Halaman

Minggu, 22 Oktober 2017

lawan politik vs musuh rakyat vs musuh negara



lawan politik vs musuh rakyat vs musuh negara

Paket keterbelakangan, kemiskinan, kebodohan menjadi musuh besar, lawan utama pemerintah Orde Baru. Pelita (pembangunan lima tahun) demi pelita dicanangkan dan dipraktikkan. Bagi pihak yang berseberangan dengan gaya pemerintah, mendapat stigma anti kemapanan.

Karena Pancasila Sakti, tak ayal presiden kedua RI, yakin tak akan ada yang ngotak-atik. Pasangannya, yaitu UUD 1945, dianggap sudah kokoh. Tidak ada pihak atau “lawan politik” yang akan melakukan bongkar pasang, perubahan atau apapun nama konstitusionalnya atau bahasa hukumnya.

Rakyat semasa Orde Baru sudah dikondisikan sebagai obyek pembangunan atau berbagai tingkat dan cakupan kebijakan pemerintah. Kendaraan politik, sangat cerdas menterjemahkan isi hati sang pengendali utama. Sempat-sempatnya jual nama “demi pembangunan” untuk menakuti rakyat.

**Data Tersedia:**
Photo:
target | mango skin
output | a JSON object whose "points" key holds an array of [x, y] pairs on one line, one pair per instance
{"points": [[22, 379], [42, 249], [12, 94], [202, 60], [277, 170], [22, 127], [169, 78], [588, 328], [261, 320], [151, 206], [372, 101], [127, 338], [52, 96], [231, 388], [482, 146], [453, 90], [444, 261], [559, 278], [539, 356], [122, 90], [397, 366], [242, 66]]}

**Ketentuan Tugas:** Sambung tulisan tentang lawan politik, musuh rakyat, dan musuh negara di masa Orde Baru, dimulai tepat setelah kalimat terakhirnya.

**Jawaban Tugas:**
Pola pak Harto menghadapi “lawan politik” dengan modus coba rangkul, kalau tak mau, baru didengkul. Beda dengan modus pendekatan keamanan di éra mégatéga 2014-2019, cukup gebuk dulu, rembuk belakangan. Stigma gerakan separatism untuk menutupi gerakan dinasti politik yang jelas sudah sampai skala pemerintah bayangan.

Jelas saja karena di éra mégatéga 2014-2019, poltik adalah penentu nasib bangsa. Maka pihak yang masuk kamus “lawan politik” jangan dikasih ampun.

Tipikor atau kawan koruptor malah naik daun. Secara konstitusional menjadi tindak yang dilindungi, mengingat jasa pelakunya.

Posisi dan status rakyat dikemas dalam format permanent underclass, uneducated people, masyarakat kurang beruntung, rumah tangga miskin, keluarga pra-sejahtera atau sebutan sumbang lainnya.

“Musuh negara” adalah pihak orang dalam yang merongrong wibawa negara. Soal tindak ulah orang luar, bagian dari konspirasi, skenario dari investor politik negara lain, hanya dianggap rekanan.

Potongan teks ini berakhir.